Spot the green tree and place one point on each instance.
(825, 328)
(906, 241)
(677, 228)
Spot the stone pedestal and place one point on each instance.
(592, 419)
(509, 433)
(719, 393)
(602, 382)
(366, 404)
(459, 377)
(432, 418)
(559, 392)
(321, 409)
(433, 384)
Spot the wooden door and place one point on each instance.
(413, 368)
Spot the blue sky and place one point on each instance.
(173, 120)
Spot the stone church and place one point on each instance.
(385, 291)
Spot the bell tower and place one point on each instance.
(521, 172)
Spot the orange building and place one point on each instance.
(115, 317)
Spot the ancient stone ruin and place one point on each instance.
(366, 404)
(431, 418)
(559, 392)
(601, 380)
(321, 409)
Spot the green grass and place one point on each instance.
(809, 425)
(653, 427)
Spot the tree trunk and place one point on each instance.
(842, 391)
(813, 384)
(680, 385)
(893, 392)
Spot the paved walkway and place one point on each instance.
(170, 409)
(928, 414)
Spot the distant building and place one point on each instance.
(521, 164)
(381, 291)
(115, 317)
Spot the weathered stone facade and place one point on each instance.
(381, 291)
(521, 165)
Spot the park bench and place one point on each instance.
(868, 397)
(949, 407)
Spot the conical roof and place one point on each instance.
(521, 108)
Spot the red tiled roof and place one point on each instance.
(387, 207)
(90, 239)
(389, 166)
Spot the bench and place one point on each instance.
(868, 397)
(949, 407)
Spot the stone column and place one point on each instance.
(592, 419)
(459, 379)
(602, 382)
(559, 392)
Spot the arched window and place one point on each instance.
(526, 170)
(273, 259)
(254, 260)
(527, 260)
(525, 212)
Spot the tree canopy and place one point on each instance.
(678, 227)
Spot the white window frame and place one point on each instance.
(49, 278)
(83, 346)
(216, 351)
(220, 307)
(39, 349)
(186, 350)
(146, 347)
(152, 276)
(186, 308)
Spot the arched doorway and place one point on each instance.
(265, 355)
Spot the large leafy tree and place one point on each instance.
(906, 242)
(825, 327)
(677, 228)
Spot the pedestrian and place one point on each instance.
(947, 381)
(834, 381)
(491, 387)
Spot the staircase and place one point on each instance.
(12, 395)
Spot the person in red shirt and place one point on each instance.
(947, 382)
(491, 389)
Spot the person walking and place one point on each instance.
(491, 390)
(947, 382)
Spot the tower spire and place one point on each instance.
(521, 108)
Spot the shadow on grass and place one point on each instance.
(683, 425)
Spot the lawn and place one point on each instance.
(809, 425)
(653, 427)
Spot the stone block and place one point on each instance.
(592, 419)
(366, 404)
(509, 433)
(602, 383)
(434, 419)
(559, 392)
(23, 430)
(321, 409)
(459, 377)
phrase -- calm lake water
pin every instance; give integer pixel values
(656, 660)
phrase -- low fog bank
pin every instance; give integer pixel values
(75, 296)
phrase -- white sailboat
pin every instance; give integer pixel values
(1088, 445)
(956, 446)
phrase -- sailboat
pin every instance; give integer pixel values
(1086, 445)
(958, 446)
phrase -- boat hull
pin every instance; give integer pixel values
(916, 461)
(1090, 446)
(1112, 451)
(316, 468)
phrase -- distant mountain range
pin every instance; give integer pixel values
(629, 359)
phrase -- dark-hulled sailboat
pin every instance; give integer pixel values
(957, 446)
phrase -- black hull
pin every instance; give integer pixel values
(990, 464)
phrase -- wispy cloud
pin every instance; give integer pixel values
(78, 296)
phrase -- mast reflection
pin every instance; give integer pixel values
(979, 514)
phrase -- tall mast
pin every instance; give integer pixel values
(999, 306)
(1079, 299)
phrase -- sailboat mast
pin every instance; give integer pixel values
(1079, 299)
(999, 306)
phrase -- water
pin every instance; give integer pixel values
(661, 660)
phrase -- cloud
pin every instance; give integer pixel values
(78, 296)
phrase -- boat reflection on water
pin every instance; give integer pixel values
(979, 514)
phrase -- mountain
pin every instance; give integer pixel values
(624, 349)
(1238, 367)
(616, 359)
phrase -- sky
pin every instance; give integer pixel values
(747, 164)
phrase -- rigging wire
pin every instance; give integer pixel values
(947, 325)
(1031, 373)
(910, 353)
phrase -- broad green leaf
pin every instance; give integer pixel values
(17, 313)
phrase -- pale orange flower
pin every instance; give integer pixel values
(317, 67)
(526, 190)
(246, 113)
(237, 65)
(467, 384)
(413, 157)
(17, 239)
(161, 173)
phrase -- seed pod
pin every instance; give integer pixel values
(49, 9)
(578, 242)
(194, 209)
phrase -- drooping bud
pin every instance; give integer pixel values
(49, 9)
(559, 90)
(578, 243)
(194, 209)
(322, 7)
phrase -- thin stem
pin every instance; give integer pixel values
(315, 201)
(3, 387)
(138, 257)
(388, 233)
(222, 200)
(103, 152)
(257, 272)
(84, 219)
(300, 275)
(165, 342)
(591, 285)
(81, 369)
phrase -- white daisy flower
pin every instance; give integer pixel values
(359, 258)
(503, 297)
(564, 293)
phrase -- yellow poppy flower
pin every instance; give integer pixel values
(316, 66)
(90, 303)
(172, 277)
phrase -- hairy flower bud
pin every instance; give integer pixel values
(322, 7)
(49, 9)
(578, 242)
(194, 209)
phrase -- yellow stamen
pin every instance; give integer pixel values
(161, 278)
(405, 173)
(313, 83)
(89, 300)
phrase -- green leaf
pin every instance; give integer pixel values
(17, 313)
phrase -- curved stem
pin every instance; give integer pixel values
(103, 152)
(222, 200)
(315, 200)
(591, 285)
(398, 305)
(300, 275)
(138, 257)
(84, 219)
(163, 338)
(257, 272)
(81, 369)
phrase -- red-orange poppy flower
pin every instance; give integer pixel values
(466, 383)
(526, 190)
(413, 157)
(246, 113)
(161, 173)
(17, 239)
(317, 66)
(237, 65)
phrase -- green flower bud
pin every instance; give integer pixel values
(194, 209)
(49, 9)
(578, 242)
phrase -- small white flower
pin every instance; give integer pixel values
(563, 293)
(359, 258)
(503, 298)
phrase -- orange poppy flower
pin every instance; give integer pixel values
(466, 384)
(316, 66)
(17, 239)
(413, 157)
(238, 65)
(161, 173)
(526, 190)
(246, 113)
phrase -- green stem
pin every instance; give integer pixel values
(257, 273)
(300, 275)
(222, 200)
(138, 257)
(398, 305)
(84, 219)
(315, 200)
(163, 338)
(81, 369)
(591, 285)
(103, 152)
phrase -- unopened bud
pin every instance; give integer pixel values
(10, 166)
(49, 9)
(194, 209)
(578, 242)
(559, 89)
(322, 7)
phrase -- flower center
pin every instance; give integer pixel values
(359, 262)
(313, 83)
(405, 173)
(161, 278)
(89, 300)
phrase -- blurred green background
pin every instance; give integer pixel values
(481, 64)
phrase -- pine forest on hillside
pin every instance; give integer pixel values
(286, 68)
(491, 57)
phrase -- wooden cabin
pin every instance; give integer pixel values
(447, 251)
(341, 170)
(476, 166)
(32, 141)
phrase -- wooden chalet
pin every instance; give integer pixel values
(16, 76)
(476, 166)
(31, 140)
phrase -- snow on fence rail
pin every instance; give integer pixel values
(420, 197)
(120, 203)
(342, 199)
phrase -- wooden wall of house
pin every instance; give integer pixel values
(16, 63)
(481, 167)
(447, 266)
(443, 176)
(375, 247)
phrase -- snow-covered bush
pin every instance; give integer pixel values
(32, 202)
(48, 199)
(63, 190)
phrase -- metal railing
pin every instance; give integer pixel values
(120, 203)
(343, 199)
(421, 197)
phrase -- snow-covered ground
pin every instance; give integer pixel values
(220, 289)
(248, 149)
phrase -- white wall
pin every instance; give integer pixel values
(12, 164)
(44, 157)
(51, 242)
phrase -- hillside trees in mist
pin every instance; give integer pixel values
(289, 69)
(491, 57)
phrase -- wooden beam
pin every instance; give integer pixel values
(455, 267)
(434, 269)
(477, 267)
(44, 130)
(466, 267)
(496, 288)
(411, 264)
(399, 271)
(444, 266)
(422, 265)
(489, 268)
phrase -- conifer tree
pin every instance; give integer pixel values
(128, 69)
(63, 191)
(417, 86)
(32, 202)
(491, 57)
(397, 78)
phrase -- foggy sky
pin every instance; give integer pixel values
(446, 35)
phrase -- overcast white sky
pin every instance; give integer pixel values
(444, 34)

• • • • • • •

WRITTEN EXERCISE — Can you rewrite everything from the line containing "phrase -- wooden cabin" down to the end of the records, changing "wooden" to "timber" and leaving all else as is?

REPLY —
phrase -- timber cabin
pin every instance; give integer pixel values
(447, 251)
(341, 170)
(476, 166)
(32, 141)
phrase -- timber chalet
pin every instance; give integer pixel values
(16, 76)
(476, 166)
(31, 140)
phrase -- snow on fence rail
pin every instance; give integer pixel values
(420, 197)
(120, 203)
(342, 199)
phrase -- timber wall of house
pin every instance; give integer pixel values
(16, 63)
(481, 167)
(447, 266)
(443, 176)
(375, 247)
phrase -- snow-covered bush
pin every instance; give integer pixel values
(32, 202)
(48, 199)
(63, 190)
phrase -- metal railing
pin every instance; give integer pixel values
(120, 203)
(343, 199)
(421, 197)
phrase -- snow-covered ground
pin every instance; give integer pixel values
(220, 289)
(248, 149)
phrase -- white wall
pin every instance; give integer pixel values
(12, 164)
(44, 157)
(51, 242)
phrase -- hillside trees in mist
pin every instance; give integer pixel values
(289, 69)
(491, 57)
phrase -- timber beam
pin every instance; give integer pixel values
(455, 267)
(434, 269)
(477, 267)
(44, 130)
(466, 267)
(496, 288)
(411, 264)
(399, 271)
(444, 266)
(422, 265)
(489, 268)
phrase -- conifer tree
pin every instance; give integer pixel values
(128, 69)
(63, 191)
(417, 86)
(32, 202)
(491, 57)
(397, 78)
phrase -- foggy sky
pin every instance; give integer pixel values
(446, 35)
phrase -- overcast white sky
pin every instance; give integer pixel values
(444, 34)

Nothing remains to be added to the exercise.